Leave out the pictures, then reproduce the rest of the material exactly.

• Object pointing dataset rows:
** Start **

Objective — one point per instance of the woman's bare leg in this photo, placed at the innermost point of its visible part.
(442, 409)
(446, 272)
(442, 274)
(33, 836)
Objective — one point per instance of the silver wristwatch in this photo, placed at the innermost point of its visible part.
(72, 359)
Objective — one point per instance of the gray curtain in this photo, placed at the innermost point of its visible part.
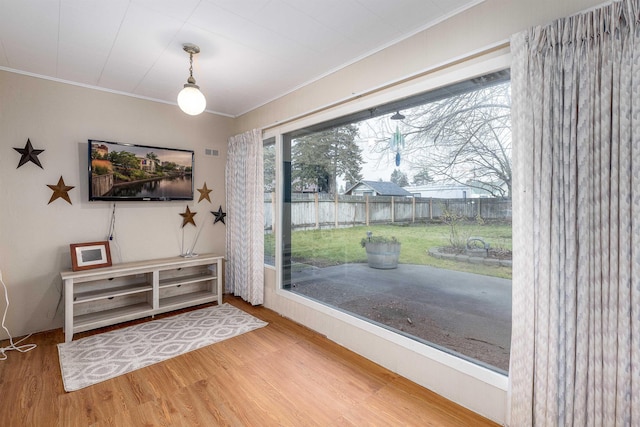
(575, 357)
(245, 217)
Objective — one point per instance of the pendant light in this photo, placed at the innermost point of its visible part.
(190, 99)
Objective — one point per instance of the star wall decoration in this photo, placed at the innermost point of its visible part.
(219, 215)
(29, 154)
(204, 193)
(187, 217)
(60, 190)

** End **

• RESULT OF THIS EXERCISE:
Objective — one point per instance of the woman's bare leg in this photo, placed at the innermost point of its visible part.
(442, 409)
(446, 272)
(442, 274)
(33, 836)
Objective — one point per instance of the silver wristwatch in this photo, placed at the innermost point of its visible part.
(72, 359)
Objective — one point per instance of the gray curtain in this photo, placed at the innermost point of its visible part.
(575, 357)
(245, 217)
Objective — one point per instance of the pendant light in this photo, placed at the innermost point of its visible part.
(190, 99)
Objective — one point per instance of the star wall decoration in this photo, placed at the innermost point of its visible part.
(219, 215)
(29, 154)
(204, 193)
(187, 217)
(60, 190)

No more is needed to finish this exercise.